▶ _EXTRACT TO READ_:
** START **

Now, let me leave the IBM typewriter and my conversation with the IBM executive. Let me go back and talk to you about the specifics of jobs. When I was in California at the Orientation Center for the Blind, I talked with people all along about blindness, trying to help blind persons come to realize that they could compete on terms of equality with others. I remember an individual who was an electrician before he became blind. He was 32 years old. He had been an electrician since before he was 20. One Sunday afternoon when he was working in his back yard a grinder blew up and blinded him. We got him at the Orientation Center very shortly afterward.

He came in with a kidding rather shallow kind of bravado, a sort of gaiety. He said he knew that he could learn to perform as a blind person as well as he’d ever performed as a sighted person.

It was obviously phony. It was clear he didn’t believe anything of the sort. After he had been there about two or three weeks, he said to me, "I have really been thinking about it, and in a sense I guess blindness may have been a good thing for me, because it caused me to re-evaluate my life and make the changes that I would like to have made all along. I never really was happy as an electrician. I think I’d like to get into another line of work."

"What would you like to do?" I asked.

"Something that would let me get out and travel around," he said.

"Like what?" I asked.

"Maybe I could do piano tuning," he said.

I’m sure I don’t have to tell you what that meant. He thought that was what blind people could do, and he was still trying to tell himself that he was a brave fellow, and maybe he really halfway convinced himself that’s what he wanted to do.

All I said was, "We’ll think about it." I changed the subject and began talking to him about the weather, and passed on.

After he had been at the center four or five months, he said to me one day, "You know, I was really phony about that piano tuning. I guess I thought that was all I could do as a blind person. But I’ve sort of changed my mind. Now, I can see some things that I didn’t then. I don’t want to be a piano tuner. What I really would like to do is go to college."

"Tell me about it," I said. "Tell me why."

"I think I would like to get into some sort of work helping my fellow blind," he said.

I said, "You know, you are an awful liar."

In these days of civil rights I suppose he could have hailed me up before the courts for having abused him. I might have had truth as a defense. I don’t know.

Anyway, his response was: "But how could a blind person be an electrician?"

"I don’t know," I said. "I’m not an electrician. I don’t know anything about electricians. Let’s work on it. You know something about being an electrician, and I know something about blindness. I don’t know whether you can be an electrician, but let’s try it. Let’s see what you can do."

Well, we did. He went back and got a job as a full-time electrician, and he worked at it quite well and satisfactorily. But I might have taken him seriously, or he might have taken himself seriously in those earlier false starts. If he hadn’t had some help in becoming deconditioned to what society had taught him to believe, he would have had a different kind of existence.

** END **

▶ _RECORD EXTRACTS_:

** START **

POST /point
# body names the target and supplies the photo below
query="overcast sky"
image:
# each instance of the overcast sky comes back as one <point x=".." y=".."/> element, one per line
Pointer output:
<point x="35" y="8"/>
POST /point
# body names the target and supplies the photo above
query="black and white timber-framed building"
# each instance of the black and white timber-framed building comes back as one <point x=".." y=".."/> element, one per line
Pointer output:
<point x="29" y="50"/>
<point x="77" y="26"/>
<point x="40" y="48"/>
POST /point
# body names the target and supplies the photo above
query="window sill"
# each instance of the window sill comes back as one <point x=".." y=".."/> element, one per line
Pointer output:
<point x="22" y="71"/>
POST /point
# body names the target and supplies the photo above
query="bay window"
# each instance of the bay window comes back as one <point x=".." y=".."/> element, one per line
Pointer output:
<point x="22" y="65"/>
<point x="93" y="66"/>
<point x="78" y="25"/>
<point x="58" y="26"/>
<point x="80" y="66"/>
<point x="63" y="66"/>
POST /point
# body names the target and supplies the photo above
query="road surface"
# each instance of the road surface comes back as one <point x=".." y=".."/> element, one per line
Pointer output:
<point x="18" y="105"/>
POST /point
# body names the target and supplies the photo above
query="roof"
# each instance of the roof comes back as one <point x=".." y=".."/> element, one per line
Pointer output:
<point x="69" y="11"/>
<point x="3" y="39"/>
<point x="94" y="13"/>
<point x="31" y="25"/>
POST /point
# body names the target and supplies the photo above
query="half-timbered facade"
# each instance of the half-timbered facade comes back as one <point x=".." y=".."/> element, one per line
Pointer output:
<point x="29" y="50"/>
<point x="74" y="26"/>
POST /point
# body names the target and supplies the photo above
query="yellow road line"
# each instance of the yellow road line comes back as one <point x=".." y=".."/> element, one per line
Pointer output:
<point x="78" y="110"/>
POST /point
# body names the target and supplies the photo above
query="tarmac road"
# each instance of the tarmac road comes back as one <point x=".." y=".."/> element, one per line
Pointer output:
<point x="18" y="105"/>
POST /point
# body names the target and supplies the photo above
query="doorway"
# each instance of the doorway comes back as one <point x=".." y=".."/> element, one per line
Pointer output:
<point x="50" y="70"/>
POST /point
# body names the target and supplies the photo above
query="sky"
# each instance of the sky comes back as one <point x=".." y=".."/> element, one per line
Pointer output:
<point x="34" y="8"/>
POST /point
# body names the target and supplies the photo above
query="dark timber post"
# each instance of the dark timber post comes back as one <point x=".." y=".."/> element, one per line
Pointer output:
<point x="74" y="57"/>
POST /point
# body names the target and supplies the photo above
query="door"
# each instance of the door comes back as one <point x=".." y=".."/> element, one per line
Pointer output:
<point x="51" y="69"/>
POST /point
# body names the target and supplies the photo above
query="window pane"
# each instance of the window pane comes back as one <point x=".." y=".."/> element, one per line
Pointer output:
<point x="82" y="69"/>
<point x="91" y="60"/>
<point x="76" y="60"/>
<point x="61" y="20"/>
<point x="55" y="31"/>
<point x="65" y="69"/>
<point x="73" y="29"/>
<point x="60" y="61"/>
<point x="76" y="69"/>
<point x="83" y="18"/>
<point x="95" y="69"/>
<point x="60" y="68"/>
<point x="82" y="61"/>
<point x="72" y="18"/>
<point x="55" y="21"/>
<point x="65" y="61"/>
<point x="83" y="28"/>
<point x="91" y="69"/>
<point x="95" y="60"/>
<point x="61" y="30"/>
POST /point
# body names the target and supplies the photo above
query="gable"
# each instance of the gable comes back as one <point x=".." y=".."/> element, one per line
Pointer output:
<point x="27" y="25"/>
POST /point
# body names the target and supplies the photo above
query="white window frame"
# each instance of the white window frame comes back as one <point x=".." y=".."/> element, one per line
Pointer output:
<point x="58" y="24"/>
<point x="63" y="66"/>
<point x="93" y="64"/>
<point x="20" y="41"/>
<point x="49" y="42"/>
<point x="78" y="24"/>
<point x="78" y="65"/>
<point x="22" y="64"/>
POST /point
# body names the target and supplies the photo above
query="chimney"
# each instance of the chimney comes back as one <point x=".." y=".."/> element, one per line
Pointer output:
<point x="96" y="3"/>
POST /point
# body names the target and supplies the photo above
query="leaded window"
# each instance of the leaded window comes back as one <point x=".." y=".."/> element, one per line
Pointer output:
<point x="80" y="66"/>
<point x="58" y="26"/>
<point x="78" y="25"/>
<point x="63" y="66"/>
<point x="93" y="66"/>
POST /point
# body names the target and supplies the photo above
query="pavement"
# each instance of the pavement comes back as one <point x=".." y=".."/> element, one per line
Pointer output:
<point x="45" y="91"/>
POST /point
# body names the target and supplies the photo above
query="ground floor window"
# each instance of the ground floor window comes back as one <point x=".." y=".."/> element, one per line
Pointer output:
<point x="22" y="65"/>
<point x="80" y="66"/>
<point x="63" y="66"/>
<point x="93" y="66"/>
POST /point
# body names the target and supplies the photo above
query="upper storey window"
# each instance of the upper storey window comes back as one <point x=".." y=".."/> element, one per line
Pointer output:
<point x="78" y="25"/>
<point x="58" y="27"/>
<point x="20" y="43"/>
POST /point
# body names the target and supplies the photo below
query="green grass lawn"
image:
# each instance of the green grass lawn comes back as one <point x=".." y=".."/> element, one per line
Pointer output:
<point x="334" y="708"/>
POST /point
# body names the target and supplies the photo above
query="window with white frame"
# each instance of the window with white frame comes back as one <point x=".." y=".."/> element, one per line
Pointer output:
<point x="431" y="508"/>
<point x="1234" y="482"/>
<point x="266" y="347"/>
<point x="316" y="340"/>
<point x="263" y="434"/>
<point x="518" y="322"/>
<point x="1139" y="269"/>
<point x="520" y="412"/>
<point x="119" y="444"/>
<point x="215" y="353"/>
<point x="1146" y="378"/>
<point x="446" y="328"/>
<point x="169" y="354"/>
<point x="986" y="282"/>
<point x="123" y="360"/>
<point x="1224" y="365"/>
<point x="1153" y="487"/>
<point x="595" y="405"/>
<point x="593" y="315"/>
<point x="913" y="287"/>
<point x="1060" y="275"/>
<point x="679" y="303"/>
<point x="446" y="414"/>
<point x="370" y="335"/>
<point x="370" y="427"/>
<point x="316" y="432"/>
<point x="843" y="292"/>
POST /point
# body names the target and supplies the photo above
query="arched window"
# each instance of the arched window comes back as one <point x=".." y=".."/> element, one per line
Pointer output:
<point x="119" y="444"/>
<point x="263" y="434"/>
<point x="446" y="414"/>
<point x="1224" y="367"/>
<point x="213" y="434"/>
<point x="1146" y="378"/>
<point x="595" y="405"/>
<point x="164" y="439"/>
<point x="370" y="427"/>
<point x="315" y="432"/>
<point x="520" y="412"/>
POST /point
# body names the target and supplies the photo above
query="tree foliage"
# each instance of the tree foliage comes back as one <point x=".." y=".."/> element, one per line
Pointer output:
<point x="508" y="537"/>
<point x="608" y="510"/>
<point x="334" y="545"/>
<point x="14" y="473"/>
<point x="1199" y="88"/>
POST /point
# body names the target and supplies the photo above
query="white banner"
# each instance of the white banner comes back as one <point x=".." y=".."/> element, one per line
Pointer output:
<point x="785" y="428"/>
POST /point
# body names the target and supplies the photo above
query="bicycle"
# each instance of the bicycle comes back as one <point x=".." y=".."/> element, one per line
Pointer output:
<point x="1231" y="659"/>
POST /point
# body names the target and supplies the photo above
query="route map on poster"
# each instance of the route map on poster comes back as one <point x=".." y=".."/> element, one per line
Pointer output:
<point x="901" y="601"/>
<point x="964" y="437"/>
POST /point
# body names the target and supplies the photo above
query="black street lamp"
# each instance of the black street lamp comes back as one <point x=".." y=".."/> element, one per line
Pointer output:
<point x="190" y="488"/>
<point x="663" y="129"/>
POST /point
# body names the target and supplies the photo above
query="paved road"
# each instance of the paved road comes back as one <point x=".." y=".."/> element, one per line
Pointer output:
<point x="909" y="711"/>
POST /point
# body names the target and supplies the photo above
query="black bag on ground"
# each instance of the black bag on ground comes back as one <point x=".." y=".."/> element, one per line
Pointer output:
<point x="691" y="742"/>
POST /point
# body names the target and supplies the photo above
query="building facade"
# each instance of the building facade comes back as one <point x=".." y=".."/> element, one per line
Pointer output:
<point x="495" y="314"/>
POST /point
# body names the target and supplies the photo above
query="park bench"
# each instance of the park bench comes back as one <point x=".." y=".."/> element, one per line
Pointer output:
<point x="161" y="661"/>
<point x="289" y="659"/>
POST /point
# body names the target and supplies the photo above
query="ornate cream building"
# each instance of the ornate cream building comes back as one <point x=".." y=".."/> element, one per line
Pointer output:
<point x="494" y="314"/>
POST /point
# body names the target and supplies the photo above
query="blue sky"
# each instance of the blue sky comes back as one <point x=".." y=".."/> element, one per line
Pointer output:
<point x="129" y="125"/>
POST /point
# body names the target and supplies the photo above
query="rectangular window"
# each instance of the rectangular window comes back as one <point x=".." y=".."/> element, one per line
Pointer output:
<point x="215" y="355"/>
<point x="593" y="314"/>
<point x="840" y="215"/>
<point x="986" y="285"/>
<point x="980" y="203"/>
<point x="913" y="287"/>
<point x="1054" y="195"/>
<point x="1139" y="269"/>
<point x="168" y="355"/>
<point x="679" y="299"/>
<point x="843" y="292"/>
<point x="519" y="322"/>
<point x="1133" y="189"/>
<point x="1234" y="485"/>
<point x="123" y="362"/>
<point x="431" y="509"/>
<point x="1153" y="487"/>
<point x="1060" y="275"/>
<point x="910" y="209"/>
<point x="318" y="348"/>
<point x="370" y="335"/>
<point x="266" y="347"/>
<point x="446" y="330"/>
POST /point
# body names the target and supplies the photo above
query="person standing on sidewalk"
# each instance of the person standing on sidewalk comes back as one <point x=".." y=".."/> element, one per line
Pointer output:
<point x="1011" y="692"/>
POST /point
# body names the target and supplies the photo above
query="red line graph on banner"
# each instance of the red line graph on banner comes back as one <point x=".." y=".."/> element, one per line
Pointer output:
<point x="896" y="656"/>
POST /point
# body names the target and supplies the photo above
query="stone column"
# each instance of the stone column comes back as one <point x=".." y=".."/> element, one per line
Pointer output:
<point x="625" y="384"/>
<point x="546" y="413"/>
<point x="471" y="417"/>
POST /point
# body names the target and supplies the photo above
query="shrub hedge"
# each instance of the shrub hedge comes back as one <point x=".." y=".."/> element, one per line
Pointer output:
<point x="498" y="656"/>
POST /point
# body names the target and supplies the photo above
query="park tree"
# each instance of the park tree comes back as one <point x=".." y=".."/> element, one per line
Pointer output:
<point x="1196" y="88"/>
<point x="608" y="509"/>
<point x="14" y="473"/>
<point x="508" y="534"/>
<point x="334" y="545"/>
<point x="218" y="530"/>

** END **

▶ _REQUEST 1_:
From the account of the blind electrician, transcribe the part that opens with the words containing "It was obviously" and closes with "wanted to do.".
▶ _REQUEST 2_:
In the account of the blind electrician, how did the man lose his sight?

▶ _EXERCISE SOLUTION 1_:
It was obviously phony. It was clear he didn’t believe anything of the sort. After he had been there about two or three weeks, he said to me, "I have really been thinking about it, and in a sense I guess blindness may have been a good thing for me, because it caused me to re-evaluate my life and make the changes that I would like to have made all along. I never really was happy as an electrician. I think I’d like to get into another line of work."

"What would you like to do?" I asked.

"Something that would let me get out and travel around," he said.

"Like what?" I asked.

"Maybe I could do piano tuning," he said.

I’m sure I don’t have to tell you what that meant. He thought that was what blind people could do, and he was still trying to tell himself that he was a brave fellow, and maybe he really halfway convinced himself that’s what he wanted to do.

▶ _EXERCISE SOLUTION 2_:
A grinder blew up while he was working in his back yard one Sunday afternoon.